### [Input for this task]
= Beginning of Section =
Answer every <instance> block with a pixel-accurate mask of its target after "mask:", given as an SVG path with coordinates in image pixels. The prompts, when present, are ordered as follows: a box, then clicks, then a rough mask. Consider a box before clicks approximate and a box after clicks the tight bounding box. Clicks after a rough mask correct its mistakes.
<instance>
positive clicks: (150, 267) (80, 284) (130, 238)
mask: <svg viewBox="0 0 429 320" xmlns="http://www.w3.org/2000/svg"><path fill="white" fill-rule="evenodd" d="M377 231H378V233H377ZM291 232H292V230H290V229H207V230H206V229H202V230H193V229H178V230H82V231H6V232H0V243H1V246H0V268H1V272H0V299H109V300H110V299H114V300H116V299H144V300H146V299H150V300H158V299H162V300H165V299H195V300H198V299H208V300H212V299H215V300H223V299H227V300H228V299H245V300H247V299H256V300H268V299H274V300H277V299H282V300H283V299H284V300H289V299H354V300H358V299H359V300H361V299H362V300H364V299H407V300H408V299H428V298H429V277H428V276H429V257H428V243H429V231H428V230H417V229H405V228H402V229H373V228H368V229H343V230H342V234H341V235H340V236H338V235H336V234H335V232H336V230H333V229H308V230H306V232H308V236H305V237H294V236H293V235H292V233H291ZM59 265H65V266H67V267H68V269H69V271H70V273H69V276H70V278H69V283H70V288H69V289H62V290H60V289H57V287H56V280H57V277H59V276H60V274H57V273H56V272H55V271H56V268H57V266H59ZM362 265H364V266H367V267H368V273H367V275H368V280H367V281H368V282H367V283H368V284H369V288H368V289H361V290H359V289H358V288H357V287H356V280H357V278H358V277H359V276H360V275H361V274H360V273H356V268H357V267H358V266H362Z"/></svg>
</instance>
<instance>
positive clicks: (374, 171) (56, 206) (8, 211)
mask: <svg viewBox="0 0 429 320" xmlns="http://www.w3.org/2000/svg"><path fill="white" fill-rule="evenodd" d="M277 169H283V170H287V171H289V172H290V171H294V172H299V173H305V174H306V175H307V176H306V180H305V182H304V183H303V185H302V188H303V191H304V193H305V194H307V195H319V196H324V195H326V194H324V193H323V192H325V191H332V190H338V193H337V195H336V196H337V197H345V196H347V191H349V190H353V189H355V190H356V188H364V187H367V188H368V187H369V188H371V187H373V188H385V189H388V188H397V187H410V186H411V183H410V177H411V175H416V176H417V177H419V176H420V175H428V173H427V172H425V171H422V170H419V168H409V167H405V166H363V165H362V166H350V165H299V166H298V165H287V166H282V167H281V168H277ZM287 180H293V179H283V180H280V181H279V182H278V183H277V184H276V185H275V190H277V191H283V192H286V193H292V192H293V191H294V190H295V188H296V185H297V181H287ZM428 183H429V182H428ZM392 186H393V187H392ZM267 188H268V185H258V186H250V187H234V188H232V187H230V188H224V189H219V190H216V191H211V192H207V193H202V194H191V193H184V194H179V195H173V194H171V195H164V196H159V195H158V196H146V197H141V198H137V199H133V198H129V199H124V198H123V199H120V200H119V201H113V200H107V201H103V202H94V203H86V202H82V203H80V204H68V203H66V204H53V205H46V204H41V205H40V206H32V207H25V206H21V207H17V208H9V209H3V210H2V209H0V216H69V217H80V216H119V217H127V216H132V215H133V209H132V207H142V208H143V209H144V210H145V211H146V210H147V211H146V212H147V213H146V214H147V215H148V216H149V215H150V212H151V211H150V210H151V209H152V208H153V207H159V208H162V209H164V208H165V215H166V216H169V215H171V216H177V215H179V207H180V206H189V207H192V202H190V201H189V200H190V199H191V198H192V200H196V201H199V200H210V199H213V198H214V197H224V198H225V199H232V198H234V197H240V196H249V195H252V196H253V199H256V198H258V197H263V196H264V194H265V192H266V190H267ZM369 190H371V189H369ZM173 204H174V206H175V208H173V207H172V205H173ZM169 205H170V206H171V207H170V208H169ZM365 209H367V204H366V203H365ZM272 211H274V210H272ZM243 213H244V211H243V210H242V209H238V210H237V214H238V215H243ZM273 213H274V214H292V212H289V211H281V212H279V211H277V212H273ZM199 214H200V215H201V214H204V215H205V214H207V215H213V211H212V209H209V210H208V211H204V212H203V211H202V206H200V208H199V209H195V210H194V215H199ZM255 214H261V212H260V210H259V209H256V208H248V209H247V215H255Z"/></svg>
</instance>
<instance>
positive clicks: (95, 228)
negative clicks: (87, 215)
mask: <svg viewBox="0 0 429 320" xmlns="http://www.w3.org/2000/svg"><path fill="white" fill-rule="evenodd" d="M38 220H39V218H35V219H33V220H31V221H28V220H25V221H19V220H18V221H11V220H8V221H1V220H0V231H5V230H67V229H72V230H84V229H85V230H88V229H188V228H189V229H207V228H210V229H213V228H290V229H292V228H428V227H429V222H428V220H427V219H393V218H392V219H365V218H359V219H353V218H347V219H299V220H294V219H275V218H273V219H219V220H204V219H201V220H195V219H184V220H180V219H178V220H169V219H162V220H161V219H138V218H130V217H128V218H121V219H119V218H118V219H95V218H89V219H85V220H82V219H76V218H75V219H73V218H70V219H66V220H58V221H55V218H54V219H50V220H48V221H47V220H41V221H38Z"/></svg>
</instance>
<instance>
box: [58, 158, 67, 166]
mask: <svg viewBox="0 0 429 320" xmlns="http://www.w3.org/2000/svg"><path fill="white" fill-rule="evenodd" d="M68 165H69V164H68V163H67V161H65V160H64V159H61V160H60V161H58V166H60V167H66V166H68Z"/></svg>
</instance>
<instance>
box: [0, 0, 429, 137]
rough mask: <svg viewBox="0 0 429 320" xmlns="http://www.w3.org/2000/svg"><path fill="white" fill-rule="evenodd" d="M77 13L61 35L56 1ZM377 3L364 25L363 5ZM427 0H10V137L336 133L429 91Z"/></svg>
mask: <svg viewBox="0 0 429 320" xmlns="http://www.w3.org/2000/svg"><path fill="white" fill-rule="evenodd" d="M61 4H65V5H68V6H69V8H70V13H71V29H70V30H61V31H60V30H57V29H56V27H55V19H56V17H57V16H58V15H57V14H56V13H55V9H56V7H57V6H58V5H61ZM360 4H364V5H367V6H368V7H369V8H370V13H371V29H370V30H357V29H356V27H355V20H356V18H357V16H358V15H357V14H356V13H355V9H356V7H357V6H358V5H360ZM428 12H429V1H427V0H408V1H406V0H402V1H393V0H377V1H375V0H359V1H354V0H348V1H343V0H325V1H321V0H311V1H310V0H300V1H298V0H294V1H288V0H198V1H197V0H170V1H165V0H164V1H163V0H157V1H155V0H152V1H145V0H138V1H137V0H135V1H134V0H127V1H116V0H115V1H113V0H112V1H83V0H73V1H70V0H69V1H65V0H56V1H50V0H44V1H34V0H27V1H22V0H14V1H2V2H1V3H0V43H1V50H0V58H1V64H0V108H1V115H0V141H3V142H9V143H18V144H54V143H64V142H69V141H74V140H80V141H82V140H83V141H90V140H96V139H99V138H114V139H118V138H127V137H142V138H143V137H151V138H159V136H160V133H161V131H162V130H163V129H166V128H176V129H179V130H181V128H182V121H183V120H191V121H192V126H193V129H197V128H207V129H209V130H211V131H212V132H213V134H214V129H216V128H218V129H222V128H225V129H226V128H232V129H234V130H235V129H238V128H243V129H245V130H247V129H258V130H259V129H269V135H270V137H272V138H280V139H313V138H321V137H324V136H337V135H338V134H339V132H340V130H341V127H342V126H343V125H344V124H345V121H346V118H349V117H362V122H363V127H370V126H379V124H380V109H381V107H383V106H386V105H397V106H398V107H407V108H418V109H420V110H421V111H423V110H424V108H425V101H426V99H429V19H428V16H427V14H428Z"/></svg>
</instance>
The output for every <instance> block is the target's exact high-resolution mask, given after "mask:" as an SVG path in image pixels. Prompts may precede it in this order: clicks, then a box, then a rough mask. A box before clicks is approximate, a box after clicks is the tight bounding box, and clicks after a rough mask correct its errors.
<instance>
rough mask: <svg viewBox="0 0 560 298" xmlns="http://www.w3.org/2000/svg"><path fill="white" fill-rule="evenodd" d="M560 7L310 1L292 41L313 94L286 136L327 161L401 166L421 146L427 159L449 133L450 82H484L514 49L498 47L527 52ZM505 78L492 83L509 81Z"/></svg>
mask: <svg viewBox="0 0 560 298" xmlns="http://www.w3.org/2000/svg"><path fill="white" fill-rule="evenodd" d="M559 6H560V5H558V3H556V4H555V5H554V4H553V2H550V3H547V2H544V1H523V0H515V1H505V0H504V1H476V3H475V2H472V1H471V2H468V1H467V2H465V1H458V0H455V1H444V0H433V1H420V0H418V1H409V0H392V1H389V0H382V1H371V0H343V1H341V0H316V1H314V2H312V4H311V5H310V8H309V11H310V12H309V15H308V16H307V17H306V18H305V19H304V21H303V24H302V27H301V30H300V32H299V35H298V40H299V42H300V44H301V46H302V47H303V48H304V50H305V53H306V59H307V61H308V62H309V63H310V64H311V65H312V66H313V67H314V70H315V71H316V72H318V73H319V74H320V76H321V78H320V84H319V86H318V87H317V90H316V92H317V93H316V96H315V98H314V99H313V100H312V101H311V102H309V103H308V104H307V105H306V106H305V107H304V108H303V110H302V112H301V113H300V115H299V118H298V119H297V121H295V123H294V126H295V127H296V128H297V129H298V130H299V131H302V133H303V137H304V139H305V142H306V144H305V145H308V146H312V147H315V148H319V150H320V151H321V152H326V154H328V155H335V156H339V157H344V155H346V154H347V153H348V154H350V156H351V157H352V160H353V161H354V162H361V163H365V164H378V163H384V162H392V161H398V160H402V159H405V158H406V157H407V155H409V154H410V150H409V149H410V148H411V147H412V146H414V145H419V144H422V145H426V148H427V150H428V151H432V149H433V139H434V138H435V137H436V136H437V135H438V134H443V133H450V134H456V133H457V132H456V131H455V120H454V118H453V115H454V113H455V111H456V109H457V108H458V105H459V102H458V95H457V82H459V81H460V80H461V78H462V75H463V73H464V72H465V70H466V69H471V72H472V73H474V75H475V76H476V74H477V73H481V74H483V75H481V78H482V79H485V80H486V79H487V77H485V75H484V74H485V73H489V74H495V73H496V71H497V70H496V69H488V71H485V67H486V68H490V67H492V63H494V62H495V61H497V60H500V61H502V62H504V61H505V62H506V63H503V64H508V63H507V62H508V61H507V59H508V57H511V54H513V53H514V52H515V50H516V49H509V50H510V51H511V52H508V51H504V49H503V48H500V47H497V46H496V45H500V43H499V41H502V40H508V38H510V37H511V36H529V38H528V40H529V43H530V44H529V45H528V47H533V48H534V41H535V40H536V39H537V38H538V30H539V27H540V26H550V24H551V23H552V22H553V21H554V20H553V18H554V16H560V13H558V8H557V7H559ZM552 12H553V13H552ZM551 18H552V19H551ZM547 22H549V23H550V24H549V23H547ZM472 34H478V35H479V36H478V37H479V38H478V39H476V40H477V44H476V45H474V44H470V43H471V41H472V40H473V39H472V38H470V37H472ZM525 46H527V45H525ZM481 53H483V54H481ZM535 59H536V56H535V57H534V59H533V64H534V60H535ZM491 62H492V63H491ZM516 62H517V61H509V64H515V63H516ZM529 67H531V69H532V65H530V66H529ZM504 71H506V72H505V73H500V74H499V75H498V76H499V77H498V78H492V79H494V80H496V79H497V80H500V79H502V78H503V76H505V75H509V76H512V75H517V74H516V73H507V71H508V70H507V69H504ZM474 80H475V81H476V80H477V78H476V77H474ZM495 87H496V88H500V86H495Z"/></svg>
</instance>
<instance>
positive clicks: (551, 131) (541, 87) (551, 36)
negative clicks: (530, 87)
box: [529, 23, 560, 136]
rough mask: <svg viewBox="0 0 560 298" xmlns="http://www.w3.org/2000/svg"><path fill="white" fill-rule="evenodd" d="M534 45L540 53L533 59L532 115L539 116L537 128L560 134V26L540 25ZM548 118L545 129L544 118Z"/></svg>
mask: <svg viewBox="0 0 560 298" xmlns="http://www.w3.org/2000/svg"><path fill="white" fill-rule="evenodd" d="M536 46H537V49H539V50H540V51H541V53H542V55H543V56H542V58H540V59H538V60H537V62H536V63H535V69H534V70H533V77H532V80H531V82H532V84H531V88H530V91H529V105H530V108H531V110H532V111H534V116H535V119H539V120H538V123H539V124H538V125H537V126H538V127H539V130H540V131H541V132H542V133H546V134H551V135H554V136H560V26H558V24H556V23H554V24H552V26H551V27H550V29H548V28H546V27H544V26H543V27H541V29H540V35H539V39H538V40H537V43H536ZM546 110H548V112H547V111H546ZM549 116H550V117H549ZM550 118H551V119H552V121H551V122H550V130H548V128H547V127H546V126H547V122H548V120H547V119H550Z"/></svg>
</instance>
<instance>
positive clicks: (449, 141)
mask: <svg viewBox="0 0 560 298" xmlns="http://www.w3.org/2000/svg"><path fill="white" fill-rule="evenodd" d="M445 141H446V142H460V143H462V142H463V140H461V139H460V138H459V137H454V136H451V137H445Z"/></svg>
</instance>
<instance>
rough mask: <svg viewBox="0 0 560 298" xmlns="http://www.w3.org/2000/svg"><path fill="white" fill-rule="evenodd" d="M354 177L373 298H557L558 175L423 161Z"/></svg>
= End of Section =
### [Exercise details]
Please return each line of the items above that contains the word "every", treating uppercase and lowercase as different.

### [Answer space]
Answer every <instance> block with a pixel-accurate mask of its target after "mask:", given as an SVG path with coordinates in image pixels. The prompts, when present, are ordered as follows: a box, then clicks, then a rough mask. Consider a box before clicks approximate and a box after clicks the tight bounding box. Clicks after a rough mask correct its mistakes.
The output for every <instance> block is the target's exact high-resolution mask, given after "mask:" as an SVG path in image pixels. Prompts may precede it in this order: clicks, then a box, then a rough mask. A box before clicks is approximate, a box after clicks is the tight bounding box, and clicks after a rough mask correct its errors.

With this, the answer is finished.